Four Doors is a concept in Sufism and in branches of Islam heavily influenced by Sufism such as Isma'ilism and Alevism. In this system, there are four paths to God, starting with Sharia (exoteric path), then to Tariqa (esoteric path), then to Marifa (mystical knowledge), and then finally to Haqiqa (truth).

In Alevism, ten stations are listed for each of the Foor Doors. Hence, in full, the Four Doors are also known as the Four Doors and Forty Stations (Dört Kapı Kırk Makam). These Forty Stations are listed below.

==The Door of Shari'ah==
- 1. The Door of Sharîʻah/Divine Law
1. to believe
2. to learn knowledge (‘ilm)
3. to worship
4. to earn only what sustenance is permitted (halâl) by its creator in a way that is also permissible
5. abstaining from that which one's creator has forbidden (harâm)
6. to perform marriages / to marry oneself
7. to abstain from sexual relation during inappropriate times
8. to be a member of the community following the tradition of Muhammad
9. to be compassionate, to dress simply and to consume simple foods
10. to enjoin that which is right and abstain from that which is wrong

==The Door of Tariqah==
- 2. The Door of Tarîqah/Sufi Path
1. taking the hand of a Sufi sheikh and repenting
2. willfully becoming a disciple (murîd) of a Sufi sheikh
3. keeping one's clothes, hair: beard both clean and in order
4. struggling against the desires of one's flesh (nafs)

^^^^^^^^^^^^^^^^

→ Questions on the material:
A) Which paths to God does the Four Doors text name, in the order it gives them?
B) Could you rewrite the Four Doors text from "3. to worship" to "has forbidden (harâm)", changing "sustenance" to "provision"?

→ Record set:
^^^^^^^^^^^^^^^^

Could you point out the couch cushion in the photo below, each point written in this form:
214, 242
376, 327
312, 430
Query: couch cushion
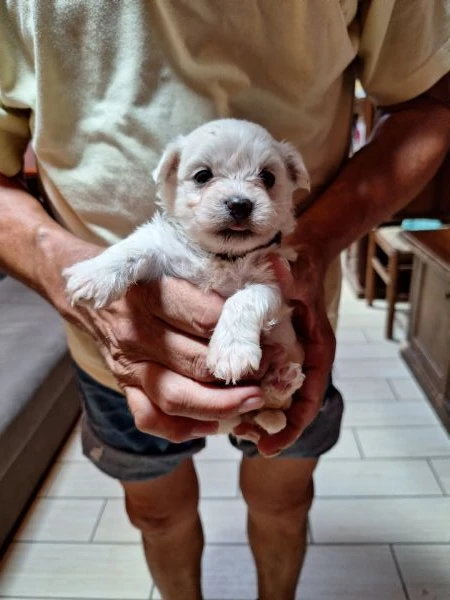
32, 344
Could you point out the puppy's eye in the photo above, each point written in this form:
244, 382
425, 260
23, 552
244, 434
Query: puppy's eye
268, 178
203, 176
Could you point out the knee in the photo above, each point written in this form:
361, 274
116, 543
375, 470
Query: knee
157, 518
282, 500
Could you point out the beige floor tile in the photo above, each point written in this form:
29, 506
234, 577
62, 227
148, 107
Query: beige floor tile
407, 389
362, 319
388, 414
378, 367
218, 447
72, 449
225, 521
375, 478
356, 573
425, 571
114, 525
350, 335
56, 519
228, 573
365, 390
402, 442
74, 571
441, 467
345, 448
218, 479
79, 480
381, 520
365, 351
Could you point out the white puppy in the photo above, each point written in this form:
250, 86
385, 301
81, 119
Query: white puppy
225, 192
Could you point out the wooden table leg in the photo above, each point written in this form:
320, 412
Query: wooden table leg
370, 271
391, 293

^^^^^^^^^^^^^^^^

→ Answers to the exercises:
A) Sharia (exoteric path), Tariqa (esoteric path), Marifa (mystical knowledge), Haqiqa (truth)

B)
3. to worship
4. to earn only what provision is permitted (halâl) by its creator in a way that is also permissible
5. abstaining from that which one's creator has forbidden (harâm)